#### Working data ####

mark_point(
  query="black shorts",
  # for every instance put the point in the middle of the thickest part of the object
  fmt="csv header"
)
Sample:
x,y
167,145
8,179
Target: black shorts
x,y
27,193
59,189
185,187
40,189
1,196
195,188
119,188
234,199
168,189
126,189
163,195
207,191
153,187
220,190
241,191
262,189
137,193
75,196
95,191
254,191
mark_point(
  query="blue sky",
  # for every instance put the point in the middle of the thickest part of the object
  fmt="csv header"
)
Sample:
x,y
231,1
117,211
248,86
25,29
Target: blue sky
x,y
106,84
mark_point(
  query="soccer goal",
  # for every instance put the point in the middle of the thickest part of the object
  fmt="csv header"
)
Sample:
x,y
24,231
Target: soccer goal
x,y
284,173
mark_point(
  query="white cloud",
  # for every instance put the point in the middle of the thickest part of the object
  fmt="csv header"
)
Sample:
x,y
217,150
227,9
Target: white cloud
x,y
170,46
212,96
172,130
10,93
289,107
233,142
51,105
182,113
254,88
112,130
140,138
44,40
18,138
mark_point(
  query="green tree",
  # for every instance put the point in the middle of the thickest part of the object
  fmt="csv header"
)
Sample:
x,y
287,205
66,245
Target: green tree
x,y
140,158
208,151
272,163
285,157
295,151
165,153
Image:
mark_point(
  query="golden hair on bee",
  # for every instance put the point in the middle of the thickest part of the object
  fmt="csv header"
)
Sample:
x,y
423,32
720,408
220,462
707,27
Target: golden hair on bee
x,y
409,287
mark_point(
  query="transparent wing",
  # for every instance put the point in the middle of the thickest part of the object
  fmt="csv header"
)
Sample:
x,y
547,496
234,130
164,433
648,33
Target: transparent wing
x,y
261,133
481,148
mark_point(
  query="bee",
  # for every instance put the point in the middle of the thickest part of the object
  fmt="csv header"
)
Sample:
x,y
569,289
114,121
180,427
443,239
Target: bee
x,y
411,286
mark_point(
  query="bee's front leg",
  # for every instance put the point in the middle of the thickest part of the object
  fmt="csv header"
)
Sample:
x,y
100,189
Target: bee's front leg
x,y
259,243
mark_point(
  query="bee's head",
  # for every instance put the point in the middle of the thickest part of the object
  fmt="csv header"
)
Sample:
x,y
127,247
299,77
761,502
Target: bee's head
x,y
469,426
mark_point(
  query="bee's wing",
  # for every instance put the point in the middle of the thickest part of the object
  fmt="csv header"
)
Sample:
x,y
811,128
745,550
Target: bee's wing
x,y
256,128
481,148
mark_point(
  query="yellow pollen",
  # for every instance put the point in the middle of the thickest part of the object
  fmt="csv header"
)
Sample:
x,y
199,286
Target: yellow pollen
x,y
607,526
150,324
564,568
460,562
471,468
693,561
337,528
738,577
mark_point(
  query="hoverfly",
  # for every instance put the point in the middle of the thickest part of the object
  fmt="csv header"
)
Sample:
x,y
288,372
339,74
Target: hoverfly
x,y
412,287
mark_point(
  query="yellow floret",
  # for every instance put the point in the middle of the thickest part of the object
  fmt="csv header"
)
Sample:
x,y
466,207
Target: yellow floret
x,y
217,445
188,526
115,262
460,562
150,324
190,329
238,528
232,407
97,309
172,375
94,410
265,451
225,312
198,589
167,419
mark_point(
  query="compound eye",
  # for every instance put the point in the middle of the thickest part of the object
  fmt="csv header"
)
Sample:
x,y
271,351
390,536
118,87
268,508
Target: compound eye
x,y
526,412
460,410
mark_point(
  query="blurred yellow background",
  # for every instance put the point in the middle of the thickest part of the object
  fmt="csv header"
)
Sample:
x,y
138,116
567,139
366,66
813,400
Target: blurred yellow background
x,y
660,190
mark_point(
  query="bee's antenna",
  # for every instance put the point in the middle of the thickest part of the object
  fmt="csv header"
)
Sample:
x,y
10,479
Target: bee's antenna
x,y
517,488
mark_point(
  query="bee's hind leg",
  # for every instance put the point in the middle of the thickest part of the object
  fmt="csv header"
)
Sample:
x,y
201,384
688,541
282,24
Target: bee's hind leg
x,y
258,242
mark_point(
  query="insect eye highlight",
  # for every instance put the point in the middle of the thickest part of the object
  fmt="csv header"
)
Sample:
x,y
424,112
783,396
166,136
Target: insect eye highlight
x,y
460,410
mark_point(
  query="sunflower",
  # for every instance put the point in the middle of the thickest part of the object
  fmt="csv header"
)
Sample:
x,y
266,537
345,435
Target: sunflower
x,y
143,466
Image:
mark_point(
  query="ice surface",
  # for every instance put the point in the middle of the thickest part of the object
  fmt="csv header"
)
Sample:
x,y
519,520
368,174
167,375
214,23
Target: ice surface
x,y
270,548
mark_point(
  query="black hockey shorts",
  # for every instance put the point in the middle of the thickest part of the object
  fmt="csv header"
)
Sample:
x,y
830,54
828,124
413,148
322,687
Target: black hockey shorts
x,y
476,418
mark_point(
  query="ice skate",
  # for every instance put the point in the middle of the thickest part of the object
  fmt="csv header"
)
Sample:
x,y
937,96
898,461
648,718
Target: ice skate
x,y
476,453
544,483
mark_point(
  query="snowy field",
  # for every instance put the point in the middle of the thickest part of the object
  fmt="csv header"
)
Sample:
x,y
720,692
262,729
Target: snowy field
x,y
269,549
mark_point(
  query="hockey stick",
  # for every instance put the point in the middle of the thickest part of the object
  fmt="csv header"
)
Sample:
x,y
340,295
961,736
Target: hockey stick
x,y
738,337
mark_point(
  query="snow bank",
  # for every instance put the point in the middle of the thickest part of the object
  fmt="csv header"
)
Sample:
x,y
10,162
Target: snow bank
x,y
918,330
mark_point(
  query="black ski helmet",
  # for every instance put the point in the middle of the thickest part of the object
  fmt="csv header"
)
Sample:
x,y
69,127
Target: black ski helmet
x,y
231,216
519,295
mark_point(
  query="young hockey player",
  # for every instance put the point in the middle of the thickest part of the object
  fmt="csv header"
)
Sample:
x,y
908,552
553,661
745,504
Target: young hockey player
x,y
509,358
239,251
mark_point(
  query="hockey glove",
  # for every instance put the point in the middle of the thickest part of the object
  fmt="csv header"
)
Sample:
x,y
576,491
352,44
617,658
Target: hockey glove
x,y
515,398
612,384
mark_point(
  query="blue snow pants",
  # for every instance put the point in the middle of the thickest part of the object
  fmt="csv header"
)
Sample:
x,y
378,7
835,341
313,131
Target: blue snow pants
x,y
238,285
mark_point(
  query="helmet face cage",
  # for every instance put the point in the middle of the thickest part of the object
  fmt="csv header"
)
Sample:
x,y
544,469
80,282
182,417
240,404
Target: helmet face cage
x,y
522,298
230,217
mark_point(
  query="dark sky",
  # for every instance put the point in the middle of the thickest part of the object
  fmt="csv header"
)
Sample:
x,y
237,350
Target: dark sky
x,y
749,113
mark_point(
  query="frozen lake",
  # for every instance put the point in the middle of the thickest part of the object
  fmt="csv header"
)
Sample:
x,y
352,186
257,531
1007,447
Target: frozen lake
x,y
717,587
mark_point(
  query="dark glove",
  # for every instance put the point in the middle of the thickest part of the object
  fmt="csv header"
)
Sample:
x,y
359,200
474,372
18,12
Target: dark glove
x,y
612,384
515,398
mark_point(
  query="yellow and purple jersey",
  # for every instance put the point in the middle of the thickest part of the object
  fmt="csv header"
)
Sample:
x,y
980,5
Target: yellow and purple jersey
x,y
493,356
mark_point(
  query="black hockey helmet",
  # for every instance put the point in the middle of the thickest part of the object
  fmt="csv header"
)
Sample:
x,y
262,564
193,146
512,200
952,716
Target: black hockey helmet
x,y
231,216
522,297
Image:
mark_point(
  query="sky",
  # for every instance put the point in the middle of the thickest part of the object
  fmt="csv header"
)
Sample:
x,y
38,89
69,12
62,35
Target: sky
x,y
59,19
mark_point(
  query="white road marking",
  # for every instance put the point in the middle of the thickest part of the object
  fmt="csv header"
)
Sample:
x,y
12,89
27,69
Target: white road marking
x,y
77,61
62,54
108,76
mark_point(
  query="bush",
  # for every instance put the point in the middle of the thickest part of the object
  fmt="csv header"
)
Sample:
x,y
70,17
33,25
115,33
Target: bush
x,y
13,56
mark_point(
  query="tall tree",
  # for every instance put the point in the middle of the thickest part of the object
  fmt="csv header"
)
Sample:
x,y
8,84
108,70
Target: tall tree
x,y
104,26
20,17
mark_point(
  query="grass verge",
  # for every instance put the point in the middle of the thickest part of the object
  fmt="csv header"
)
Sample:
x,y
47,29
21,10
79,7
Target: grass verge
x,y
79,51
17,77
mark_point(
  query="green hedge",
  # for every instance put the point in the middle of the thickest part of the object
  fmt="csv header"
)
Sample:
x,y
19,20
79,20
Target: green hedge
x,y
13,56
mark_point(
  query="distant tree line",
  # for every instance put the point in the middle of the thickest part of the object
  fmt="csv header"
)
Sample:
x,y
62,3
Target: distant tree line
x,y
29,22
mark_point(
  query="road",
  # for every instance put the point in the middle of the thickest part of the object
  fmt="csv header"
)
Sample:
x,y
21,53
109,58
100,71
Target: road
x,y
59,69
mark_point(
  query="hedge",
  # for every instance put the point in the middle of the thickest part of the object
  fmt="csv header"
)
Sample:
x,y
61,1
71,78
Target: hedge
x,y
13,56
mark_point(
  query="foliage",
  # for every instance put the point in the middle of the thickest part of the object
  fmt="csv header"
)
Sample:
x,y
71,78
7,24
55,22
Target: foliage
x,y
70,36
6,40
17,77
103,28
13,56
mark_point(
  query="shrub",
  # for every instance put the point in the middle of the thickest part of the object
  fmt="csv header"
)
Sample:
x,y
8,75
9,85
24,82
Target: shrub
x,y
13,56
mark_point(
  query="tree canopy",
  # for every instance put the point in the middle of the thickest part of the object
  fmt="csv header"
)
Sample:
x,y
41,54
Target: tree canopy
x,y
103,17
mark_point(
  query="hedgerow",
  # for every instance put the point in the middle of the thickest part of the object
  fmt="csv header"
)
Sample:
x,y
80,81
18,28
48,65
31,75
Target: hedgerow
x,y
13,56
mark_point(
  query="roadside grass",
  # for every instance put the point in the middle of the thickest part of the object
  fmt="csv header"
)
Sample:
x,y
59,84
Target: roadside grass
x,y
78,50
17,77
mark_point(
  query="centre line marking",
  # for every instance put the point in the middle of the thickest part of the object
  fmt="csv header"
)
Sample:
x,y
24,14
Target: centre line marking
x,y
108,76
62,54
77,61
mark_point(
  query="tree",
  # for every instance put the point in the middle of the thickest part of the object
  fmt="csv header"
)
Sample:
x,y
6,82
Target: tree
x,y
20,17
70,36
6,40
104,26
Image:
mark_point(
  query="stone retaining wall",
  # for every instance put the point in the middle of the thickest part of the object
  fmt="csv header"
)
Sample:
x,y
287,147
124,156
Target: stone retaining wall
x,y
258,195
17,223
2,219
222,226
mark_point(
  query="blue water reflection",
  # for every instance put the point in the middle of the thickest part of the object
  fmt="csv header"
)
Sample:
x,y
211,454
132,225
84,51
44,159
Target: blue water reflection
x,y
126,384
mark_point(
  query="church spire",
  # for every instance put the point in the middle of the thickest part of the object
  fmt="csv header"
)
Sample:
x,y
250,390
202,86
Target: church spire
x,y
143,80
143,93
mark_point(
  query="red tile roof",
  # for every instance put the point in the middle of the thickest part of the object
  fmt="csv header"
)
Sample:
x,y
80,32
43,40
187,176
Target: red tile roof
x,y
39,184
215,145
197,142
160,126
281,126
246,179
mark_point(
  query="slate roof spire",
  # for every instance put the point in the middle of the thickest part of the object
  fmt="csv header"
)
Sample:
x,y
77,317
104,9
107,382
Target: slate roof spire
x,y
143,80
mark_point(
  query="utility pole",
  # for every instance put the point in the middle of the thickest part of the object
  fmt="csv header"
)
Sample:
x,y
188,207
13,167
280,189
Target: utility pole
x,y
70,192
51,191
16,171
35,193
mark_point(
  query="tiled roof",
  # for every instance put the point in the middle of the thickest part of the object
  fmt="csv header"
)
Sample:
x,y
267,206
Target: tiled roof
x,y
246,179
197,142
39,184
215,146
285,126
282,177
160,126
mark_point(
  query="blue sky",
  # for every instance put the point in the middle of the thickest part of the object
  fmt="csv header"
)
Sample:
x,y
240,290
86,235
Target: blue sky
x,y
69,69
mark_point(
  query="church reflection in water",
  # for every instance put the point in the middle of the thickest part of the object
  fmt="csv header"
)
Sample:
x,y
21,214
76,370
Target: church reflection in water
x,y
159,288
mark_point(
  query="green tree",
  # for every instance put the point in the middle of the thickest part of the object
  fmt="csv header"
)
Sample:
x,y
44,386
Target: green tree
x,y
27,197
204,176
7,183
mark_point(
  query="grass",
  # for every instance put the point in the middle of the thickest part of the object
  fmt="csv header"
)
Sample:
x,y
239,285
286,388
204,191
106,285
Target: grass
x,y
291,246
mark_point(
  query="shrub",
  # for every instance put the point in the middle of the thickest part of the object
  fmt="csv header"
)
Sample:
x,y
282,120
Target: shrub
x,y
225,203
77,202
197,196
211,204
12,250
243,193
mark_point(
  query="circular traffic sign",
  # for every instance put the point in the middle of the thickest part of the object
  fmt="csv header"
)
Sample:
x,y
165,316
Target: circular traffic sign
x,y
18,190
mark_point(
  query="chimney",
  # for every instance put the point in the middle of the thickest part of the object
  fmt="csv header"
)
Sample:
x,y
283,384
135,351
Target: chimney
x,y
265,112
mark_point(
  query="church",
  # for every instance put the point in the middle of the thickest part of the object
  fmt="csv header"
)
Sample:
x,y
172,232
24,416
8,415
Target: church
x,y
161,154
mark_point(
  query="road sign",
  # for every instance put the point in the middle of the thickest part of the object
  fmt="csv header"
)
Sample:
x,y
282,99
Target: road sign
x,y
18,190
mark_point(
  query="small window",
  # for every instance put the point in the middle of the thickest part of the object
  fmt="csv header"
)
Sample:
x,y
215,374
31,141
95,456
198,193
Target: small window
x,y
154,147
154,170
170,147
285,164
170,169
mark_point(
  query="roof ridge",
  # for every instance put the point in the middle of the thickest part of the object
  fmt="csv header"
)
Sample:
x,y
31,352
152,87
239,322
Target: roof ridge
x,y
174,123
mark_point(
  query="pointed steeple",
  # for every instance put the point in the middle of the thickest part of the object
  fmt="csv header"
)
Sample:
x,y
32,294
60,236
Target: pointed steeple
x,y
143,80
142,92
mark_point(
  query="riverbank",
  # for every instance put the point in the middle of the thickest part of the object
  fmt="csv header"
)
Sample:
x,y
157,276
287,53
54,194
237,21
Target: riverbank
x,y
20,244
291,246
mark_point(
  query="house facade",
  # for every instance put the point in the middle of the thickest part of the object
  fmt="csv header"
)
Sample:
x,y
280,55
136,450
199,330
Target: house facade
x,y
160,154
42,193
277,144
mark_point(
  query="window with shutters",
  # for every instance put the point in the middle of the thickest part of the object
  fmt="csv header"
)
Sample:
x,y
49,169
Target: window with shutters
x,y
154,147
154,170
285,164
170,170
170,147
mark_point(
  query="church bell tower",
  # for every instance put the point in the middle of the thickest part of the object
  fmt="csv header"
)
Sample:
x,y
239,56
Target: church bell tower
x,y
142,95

####

» Given instruction
Which lines in the material above contain the word "black"? Pick out each one and copy it.

» Exercise response
  query="black shorts",
Target: black shorts
  query="black hockey shorts",
Target: black hockey shorts
  query="black ski helmet",
Target: black ski helmet
  query="black hockey helmet",
Target: black hockey helmet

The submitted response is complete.